**Written task 1**:
Count the lines in the rows below that contain the string "white", and give only that number.

# drywall wizard



## brendon (Feb 8, 2013)

Hey guys get on youtube and check out drywall wizard, a new compound tube with a difference. I've got my hands on 1 to test out tomorrow. It looks and feels really well built. They are now available at plasteringsupplies.com.au. Its an australian invention and could put a big dent in tapepros tube sales


----------



## P.E.I.Taper (May 4, 2015)

Whata the deal with applicator heads?? Is there any?


----------



## VANMAN (Jan 14, 2011)

brendon said:


> Hey guys get on youtube and check out drywall wizard, a new compound tube with a difference. I've got my hands on 1 to test out tomorrow. It looks and feels really well built. They are now available at plasteringsupplies.com.au. Its an australian invention and could put a big dent in tapepros tube sales


Sorry Brendon,
If that guy thinks that's the best inside corner out then he is deluded!:blink:
But I might like the way the tube sucks the mud as it looks like it sucks it up through the holes also and not just the nozzle part!?
Correct me if i'm wrong!:thumbsup:


----------



## gazman (Apr 29, 2011)

The tube looks ok, but that bloke hasn't got a clue about what a good finish looks like. He is taping using a knife, the dunny brush is about 10 steps in front of that.


----------



## Mudstar (Feb 15, 2008)

More junk for the tool box not for the jobsite


----------



## VANMAN (Jan 14, 2011)

Got a feeling this will be a short lived thread!
But Brendon might come back with some pics or a vid that actually shows that some1 knowns what they r doing with it!:thumbsup:


----------



## brendon (Feb 8, 2013)

Tried it out today guys and went pretty good. There is a ball end coming out for it so i will probably wait for that before I buy 1, but i will definitely get 1 because the build quality is head and shoulders above any tube I've used. At the moment I have the tapepro tubes in 600 and 900 which are both really good but the parts are not very durable, constantly replacing thumb screws and i I've broken 2 cones. This tube doesn't have any plastic parts, both ends just unscrew and the t handle is much easier to use than the ball end. In saying that I love the size of the tapepro tube, it holds **** loads of mud. I spoke with tom g last year about the thumb screws and cone issues so hopefully they come up with something better soon. Definitely worth a look guys and thanks to andrew from plastering supplies for letting me try it out


----------



## gazman (Apr 29, 2011)

My Tape Pro tube must be series #1 as the cone is all alloy, with a machined groove for the O ring.


----------



## brendon (Feb 8, 2013)

You are correct gaz, when I met with tom he said that. I suppose you make more money in spare parts if they are plastic


----------



## P.E.I.Taper (May 4, 2015)

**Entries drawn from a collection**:
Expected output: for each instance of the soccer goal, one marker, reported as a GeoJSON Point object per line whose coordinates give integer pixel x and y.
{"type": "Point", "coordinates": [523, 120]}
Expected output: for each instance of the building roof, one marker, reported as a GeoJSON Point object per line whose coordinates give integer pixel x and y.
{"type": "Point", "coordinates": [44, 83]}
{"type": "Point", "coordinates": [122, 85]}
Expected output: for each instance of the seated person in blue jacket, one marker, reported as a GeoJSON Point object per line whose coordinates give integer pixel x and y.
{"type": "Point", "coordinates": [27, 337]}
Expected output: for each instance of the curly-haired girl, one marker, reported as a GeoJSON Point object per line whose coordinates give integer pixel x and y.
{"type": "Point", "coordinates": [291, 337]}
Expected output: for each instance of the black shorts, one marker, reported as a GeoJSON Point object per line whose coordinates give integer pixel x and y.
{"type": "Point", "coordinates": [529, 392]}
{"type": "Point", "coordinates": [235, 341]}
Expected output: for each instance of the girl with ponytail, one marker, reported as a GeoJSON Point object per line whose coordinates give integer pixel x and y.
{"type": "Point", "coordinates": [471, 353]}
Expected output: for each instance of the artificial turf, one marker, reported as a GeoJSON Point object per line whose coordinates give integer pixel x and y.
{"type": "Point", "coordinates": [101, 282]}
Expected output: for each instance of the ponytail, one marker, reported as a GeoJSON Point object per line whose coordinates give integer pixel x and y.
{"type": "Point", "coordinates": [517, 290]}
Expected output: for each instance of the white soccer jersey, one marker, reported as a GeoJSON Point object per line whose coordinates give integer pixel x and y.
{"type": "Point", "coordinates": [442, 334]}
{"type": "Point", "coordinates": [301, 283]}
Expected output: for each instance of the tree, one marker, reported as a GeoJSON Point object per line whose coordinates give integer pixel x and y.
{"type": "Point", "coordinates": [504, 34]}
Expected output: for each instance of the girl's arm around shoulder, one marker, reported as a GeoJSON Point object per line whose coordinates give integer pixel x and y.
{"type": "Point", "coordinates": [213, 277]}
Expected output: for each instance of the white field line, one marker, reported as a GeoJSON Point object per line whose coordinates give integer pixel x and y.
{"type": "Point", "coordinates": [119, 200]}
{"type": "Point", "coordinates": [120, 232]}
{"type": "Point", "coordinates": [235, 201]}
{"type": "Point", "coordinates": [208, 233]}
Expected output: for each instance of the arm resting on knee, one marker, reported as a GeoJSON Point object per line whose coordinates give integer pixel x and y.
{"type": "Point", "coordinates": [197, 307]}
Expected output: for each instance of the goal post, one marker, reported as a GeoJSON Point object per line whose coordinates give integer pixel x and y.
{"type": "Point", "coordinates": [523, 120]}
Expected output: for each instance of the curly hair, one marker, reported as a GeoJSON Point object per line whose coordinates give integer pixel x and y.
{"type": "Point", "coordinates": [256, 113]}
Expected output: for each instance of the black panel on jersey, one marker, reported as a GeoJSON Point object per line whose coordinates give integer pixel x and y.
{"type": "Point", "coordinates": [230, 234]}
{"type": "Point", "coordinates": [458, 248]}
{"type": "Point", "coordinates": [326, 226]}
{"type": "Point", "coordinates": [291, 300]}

**Written task 2**:
Retype the passage of the drywall wizard thread above starting with "## Mudstar (Feb" and going on through "short lived thread!".

**Task solution 1**:
2

**Task solution 2**:
## Mudstar (Feb 15, 2008)

More junk for the tool box not for the jobsite


----------



## VANMAN (Jan 14, 2011)

Got a feeling this will be a short lived thread!